● **Exercise requirements**: Within the listing below, the lines to output run from the one containing "indicate the black boot, a" through the one containing "indicate the black and"; copy them exactly and nothing else.

● **Supplied data**:

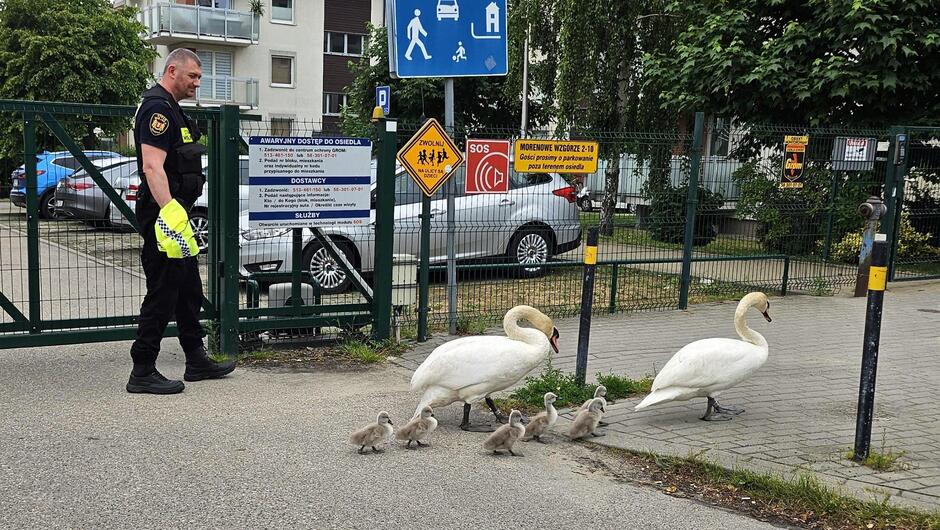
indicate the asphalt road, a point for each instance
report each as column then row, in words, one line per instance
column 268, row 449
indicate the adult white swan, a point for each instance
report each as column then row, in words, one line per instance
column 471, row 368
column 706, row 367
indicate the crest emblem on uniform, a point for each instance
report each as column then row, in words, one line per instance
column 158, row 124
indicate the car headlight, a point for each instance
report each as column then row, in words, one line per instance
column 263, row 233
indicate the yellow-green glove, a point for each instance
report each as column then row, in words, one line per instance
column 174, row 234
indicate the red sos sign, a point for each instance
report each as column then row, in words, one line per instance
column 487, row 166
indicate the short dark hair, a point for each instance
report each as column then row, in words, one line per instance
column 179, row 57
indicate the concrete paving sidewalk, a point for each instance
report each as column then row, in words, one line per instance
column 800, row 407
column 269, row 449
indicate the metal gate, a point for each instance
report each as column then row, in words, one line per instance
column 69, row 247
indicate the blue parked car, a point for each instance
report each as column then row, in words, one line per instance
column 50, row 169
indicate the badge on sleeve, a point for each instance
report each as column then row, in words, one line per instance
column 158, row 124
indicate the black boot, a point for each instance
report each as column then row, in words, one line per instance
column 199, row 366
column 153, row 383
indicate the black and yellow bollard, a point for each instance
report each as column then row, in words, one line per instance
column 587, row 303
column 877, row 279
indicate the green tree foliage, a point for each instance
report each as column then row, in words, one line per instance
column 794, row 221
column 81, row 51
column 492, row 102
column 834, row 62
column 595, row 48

● **Result for this exercise**:
indicate the black boot, a point for each instance
report each as column then row, in words, one line per instance
column 199, row 366
column 153, row 383
indicate the black and yellow bollard, a point for each instance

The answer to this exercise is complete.